Write out the complete material exactly as it stands.

## Begin Exercise material

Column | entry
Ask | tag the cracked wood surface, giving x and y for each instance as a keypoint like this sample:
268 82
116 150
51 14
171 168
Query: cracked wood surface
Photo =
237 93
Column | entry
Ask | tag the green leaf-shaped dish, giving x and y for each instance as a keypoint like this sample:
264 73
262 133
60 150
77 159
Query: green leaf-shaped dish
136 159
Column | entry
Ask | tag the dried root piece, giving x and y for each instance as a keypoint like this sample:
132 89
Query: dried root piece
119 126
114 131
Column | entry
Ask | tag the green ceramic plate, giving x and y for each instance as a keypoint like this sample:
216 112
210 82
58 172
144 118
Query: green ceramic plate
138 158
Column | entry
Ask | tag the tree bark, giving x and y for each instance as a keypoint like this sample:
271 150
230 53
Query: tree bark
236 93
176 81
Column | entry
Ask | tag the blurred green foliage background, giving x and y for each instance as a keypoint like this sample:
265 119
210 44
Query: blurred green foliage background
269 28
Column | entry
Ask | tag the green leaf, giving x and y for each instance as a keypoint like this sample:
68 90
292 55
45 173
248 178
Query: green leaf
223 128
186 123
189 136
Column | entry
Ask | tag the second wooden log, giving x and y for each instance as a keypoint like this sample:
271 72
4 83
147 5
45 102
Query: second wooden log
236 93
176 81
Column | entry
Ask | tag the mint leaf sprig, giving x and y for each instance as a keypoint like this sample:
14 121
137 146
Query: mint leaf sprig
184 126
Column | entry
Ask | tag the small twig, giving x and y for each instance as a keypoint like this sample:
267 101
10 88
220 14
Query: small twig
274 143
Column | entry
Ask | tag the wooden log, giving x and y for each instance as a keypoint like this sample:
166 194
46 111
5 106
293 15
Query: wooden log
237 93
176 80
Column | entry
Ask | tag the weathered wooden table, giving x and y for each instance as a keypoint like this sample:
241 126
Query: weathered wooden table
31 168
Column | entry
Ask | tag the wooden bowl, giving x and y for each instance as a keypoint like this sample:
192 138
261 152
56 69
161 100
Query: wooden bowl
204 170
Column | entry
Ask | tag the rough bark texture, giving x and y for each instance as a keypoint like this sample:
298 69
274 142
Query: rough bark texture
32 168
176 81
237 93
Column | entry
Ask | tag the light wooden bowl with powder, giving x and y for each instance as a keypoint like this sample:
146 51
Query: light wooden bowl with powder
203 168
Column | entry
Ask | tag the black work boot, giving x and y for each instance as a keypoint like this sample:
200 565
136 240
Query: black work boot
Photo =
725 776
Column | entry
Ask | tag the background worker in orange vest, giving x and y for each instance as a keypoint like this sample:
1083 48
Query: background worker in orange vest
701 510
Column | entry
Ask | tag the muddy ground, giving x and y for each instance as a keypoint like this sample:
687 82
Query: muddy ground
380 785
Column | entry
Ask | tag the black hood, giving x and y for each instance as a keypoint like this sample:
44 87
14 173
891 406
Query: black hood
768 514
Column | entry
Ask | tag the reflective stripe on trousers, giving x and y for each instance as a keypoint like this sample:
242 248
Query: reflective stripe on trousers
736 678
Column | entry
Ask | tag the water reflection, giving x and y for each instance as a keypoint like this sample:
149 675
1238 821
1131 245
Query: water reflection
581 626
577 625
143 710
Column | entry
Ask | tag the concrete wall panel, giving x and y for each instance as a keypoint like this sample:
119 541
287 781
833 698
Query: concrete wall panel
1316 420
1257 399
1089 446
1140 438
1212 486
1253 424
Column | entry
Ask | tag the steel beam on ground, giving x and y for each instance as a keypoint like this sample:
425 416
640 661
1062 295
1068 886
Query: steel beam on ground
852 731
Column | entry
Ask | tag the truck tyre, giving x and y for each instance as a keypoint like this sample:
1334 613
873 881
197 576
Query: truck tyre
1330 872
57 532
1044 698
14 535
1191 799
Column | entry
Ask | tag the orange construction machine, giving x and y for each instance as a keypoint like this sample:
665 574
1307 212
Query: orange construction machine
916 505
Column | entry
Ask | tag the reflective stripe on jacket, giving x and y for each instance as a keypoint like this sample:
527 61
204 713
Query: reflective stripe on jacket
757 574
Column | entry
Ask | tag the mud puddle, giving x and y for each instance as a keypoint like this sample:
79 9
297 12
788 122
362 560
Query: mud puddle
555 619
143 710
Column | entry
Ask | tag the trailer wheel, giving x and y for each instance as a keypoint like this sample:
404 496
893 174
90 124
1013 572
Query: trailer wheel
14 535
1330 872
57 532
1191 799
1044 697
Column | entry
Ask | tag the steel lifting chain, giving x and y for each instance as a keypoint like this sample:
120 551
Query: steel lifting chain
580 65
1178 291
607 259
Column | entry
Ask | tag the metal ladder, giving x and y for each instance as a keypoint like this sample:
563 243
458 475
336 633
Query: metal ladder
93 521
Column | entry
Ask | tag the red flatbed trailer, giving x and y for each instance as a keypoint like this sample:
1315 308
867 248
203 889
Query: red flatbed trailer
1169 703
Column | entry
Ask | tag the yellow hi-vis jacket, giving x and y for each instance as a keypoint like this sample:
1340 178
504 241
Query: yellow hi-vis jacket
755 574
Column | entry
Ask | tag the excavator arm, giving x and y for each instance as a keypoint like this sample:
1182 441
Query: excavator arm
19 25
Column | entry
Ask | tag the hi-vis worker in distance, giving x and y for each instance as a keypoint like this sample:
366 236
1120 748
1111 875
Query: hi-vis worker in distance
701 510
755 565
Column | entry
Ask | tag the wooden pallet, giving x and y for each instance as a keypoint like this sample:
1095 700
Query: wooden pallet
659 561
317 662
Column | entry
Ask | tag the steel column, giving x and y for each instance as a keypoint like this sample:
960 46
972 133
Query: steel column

## End Exercise material

Answer to the problem »
Column | entry
Ask | tag the cracked wood surface, giving x and y for each instance as a keypoint like this sample:
268 82
116 150
51 14
171 168
Query: cracked wood surface
Photo =
237 93
Column | entry
Ask | tag the green leaf-shaped dish, giving x and y for each instance as a keypoint like this sample:
264 73
262 133
60 150
77 159
Query: green leaf-shaped dish
136 159
Column | entry
Ask | tag the dried root piece, giving x and y for each instance as a keypoint like this sample:
132 89
Query: dried root piece
119 126
114 131
Column | entry
Ask | tag the green ceramic plate, giving x and y for each instance as a keypoint like this sample:
216 112
210 82
58 172
144 118
Query: green ceramic plate
138 158
Column | entry
Ask | tag the tree bark, giving x and y for each instance as a keypoint like this sample:
271 150
230 53
Query: tree bark
236 93
176 81
Column | entry
Ask | tag the blurred green foliage background, giving x and y for each instance as a keypoint like this sample:
265 119
210 44
Query: blurred green foliage background
269 28
Column | entry
Ask | tag the green leaf, giving x and y for each instance as a keypoint like this sample:
68 90
292 55
45 173
248 178
Query: green leaf
223 128
186 123
189 136
Column | entry
Ask | tag the second wooden log, giving x and y for each instance as a keypoint like this sample:
271 72
4 83
147 5
45 102
Query: second wooden log
236 93
176 81
Column | entry
Ask | tag the mint leaf sprig, giving x and y for each instance as a keypoint like this sample:
14 121
137 146
Query: mint leaf sprig
184 126
Column | entry
Ask | tag the small twig, giving x and y for each instance as a keypoint like this sample:
267 101
10 88
220 14
Query: small twig
274 143
Column | entry
Ask | tag the wooden log, giving x and y for each instance as a keypoint like this sample:
166 194
46 111
5 106
293 15
Query: wooden log
237 93
176 80
Column | entry
Ask | tag the weathered wooden table, giving x and y for each instance as a keypoint like this sample:
241 126
Query: weathered wooden table
31 168
Column | entry
Ask | tag the wooden bowl, giving x and y for each instance as a keypoint like this sample:
192 138
261 152
56 69
161 100
Query: wooden bowl
204 170
Column | entry
Ask | tag the rough bark texture, giving x and y for each instance as a keypoint like this sample:
298 69
274 142
Query: rough bark texture
32 168
176 81
237 93
Column | entry
Ask | tag the light wooden bowl with powder, giving x and y for each instance as a keypoint like this sample:
146 51
Query: light wooden bowl with powder
203 168
Column | entry
Ask | tag the black work boot, giving x and y for each instance as a keypoint like this sample:
200 565
136 240
Query: black work boot
Photo =
725 776
Column | entry
Ask | tag the background worker in orange vest, giving x and y for each instance as a keypoint like this sample:
1083 48
Query: background worker in orange vest
701 510
Column | entry
Ask | tag the muddy ground, giving x and y for each instance as a keypoint like this sample:
687 82
Query: muddy ground
380 785
Column | entry
Ask | tag the black hood, giving x and y for each instance as a keypoint like this sample:
44 87
14 173
891 406
Query: black hood
768 514
Column | entry
Ask | tag the reflective stripe on trousers, giving x and y for each instance as a keypoint like this sample:
242 248
Query: reflective stripe on trousers
736 678
Column | entry
Ask | tag the water reflection, giving x and y for each instance as a keypoint like this sample:
149 675
1238 821
1131 245
Query: water reflection
581 626
577 625
143 710
Column | entry
Ask | tag the concrete wall panel, giving x and y for each instance as a keypoint like this sample:
119 541
287 781
833 698
Query: concrete wall panel
1316 420
1257 399
1089 446
1140 438
1212 486
1253 424
Column | entry
Ask | tag the steel beam on ground, giving x and y for each instance as a keypoint like this sample:
425 416
640 661
1062 295
1068 886
Query: steel beam on ground
852 731
Column | entry
Ask | tag the truck tyre, giving x and y for each instance as a keypoint like this sample:
1334 613
873 881
197 576
Query: truck tyre
1330 872
57 532
1044 698
14 535
1191 799
Column | entry
Ask | tag the orange construction machine, giving x and y for each instance as a keypoint like this sample:
665 574
1307 212
Query: orange construction machine
916 505
Column | entry
Ask | tag the reflective stripe on jacket, giving x and y for each instance as a keypoint like this sample:
527 61
204 713
Query: reflective stripe on jacket
757 574
Column | entry
Ask | tag the mud puddle, giving x and y for each instance as a keypoint like this sample:
79 9
297 12
788 122
362 560
Query: mud puddle
555 619
143 710
Column | entry
Ask | tag the trailer wheel, giving x and y for each instance as a keypoint like this sample:
404 496
893 174
90 124
1013 572
Query: trailer wheel
14 535
1330 872
57 532
1191 799
1044 697
Column | entry
Ask | tag the steel lifting chain, giving x and y for each instance as a keypoint like this sample:
120 551
Query: steel lifting chain
580 65
1178 291
607 259
Column | entry
Ask | tag the metal ladder, giving x and y for each instance as a keypoint like this sample:
563 243
458 475
336 633
Query: metal ladder
93 521
Column | entry
Ask | tag the red flatbed trailer, giving x and y for each instance as a keypoint like this sample:
1315 308
867 248
203 889
Query: red flatbed trailer
1169 703
Column | entry
Ask | tag the yellow hi-vis jacket, giving x and y for each instance as a keypoint like this sample:
1340 178
504 241
Query: yellow hi-vis jacket
755 574
Column | entry
Ask | tag the excavator arm, giving x and y for each instance as a keypoint like this sample:
1182 441
Query: excavator arm
19 25
Column | entry
Ask | tag the hi-vis worker in distance, giving x and y for each instance as a keypoint like this sample:
366 236
1120 748
1111 875
Query: hi-vis worker in distance
701 510
755 565
Column | entry
Ask | tag the wooden pallet, giving x and y for each instance as a keypoint like this sample:
1095 700
Query: wooden pallet
659 561
317 662
Column | entry
Ask | tag the steel column, giving x and y for each instance as a keypoint like this sample:
960 46
972 133
Query: steel column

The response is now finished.